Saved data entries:
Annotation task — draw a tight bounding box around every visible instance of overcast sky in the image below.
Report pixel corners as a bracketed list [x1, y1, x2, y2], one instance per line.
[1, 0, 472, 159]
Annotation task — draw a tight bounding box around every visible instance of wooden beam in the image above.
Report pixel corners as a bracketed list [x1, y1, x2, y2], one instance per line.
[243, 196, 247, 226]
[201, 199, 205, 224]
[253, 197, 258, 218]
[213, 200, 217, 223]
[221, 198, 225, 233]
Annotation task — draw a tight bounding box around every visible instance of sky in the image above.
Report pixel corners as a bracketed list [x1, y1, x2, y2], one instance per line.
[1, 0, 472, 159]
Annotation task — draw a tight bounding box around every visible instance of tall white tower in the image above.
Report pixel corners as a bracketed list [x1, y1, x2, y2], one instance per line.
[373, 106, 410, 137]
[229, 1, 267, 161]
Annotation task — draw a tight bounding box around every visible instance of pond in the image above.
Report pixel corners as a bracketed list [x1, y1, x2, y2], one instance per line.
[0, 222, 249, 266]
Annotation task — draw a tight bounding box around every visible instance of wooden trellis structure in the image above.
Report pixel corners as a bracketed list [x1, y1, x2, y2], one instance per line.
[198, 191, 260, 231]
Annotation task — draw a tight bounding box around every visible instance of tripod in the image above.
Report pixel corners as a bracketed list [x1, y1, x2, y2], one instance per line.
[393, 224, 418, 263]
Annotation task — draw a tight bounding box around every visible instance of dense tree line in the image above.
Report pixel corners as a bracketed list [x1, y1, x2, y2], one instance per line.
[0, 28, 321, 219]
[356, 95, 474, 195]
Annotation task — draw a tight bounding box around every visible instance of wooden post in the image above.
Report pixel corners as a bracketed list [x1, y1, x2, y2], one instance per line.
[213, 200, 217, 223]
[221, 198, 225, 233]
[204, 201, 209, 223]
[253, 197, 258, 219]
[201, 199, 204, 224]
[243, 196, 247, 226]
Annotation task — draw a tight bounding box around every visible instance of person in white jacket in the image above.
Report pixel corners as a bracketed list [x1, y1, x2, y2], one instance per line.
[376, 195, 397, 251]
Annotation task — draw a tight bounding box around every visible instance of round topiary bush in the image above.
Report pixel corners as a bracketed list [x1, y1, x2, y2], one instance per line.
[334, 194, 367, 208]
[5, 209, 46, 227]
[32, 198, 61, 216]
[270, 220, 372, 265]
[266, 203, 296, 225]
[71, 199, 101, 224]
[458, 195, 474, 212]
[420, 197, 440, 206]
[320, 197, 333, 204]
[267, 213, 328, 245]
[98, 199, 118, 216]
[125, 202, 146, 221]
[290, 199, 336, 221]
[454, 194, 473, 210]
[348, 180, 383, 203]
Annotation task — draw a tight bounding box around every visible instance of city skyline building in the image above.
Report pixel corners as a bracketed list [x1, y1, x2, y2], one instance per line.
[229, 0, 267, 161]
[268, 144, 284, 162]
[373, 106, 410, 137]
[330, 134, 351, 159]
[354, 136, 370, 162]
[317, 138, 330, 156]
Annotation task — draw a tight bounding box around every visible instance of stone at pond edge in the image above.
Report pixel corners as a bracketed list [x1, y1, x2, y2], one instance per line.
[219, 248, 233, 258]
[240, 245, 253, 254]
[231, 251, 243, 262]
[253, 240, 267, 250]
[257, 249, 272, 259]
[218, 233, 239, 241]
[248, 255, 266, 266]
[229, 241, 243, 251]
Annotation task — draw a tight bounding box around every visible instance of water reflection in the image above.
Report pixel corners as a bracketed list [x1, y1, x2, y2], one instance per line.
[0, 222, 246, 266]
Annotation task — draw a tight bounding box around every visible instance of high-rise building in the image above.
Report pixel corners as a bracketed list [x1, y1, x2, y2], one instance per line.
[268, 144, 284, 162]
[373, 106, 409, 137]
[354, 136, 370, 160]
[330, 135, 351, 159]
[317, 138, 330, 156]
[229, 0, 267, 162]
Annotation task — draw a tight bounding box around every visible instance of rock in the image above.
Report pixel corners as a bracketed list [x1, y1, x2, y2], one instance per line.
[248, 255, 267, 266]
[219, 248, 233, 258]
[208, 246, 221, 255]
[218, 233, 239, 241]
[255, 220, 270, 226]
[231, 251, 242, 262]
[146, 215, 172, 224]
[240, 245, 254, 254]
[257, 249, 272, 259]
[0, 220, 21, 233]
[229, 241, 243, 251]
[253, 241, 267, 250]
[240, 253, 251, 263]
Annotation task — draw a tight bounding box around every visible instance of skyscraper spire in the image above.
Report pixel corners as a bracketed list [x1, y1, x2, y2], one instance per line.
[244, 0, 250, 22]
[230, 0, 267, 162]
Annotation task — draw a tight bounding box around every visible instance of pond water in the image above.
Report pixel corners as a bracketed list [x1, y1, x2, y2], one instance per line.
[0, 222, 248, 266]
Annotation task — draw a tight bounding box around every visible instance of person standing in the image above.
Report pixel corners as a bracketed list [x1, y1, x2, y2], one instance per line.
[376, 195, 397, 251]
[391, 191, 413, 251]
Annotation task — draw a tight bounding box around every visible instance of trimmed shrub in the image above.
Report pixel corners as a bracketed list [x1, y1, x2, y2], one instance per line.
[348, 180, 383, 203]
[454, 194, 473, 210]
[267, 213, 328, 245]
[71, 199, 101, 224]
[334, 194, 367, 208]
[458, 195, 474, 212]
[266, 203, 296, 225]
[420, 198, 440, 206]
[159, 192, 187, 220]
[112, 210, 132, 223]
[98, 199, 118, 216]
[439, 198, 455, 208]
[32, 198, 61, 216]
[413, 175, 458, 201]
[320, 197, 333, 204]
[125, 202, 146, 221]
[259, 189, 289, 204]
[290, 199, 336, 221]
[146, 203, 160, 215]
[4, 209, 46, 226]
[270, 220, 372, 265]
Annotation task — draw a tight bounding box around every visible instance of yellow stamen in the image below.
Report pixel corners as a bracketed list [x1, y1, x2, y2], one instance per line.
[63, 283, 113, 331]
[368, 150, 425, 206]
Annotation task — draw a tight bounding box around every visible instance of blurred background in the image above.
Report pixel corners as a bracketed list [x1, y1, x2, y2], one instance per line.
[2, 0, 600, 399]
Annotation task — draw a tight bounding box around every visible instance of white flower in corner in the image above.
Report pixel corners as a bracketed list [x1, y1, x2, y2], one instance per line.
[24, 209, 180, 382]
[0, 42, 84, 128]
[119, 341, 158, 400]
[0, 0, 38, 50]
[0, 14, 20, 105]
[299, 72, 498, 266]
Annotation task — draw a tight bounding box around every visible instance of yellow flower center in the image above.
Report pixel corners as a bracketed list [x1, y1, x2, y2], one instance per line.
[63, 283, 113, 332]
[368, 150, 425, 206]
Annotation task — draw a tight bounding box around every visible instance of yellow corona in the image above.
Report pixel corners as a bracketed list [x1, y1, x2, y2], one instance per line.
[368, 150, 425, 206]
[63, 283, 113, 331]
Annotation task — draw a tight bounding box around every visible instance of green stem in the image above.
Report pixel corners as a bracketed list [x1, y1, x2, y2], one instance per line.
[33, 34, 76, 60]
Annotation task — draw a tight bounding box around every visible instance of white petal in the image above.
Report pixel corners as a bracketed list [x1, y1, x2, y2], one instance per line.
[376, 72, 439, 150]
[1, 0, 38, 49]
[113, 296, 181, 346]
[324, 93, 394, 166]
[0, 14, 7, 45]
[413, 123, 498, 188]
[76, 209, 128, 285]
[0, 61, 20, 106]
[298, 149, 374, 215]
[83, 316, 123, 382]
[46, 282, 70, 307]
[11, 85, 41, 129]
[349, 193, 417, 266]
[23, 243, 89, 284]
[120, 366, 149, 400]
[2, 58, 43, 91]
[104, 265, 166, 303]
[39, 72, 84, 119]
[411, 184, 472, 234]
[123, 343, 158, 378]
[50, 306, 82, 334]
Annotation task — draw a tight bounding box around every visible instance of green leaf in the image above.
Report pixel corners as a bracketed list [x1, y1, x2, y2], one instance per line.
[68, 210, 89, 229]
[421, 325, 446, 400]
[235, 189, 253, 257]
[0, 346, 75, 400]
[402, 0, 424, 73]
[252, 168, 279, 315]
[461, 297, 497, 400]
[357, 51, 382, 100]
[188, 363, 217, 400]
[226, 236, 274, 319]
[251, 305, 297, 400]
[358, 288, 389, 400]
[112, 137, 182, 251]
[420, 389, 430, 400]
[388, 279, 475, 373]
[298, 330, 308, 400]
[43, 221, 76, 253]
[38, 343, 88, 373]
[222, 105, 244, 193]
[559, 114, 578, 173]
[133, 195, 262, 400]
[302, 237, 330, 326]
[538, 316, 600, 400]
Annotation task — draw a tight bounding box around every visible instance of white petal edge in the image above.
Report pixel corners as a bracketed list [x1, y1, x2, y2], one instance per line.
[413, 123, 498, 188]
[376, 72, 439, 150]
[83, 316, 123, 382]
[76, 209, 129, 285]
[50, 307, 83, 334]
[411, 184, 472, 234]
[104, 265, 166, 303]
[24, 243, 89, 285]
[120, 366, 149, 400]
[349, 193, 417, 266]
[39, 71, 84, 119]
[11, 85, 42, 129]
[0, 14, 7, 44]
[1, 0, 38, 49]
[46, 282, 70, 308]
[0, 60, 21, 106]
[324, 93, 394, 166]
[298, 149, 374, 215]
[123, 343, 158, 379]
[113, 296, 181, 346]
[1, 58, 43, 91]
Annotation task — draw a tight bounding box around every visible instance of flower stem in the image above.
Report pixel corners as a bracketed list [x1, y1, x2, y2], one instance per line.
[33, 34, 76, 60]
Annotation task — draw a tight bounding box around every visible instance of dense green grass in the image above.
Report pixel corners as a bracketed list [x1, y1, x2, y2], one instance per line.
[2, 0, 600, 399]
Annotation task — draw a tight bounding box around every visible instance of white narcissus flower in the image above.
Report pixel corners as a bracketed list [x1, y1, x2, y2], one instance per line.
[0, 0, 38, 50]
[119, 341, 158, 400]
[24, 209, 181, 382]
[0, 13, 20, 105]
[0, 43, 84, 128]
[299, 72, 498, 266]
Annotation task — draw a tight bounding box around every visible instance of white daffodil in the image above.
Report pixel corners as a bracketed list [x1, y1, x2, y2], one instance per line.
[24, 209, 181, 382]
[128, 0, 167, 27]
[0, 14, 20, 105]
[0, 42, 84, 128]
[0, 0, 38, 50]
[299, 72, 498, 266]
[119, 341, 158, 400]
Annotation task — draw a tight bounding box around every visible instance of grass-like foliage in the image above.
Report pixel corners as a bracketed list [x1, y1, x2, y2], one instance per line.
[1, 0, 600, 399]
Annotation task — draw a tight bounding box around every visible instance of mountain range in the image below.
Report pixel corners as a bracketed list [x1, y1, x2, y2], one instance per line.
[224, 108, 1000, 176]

▶ [Your assignment] The required output is the number of lines in the records that contain the word "wooden", with nothing added.

▶ [Exercise output] 3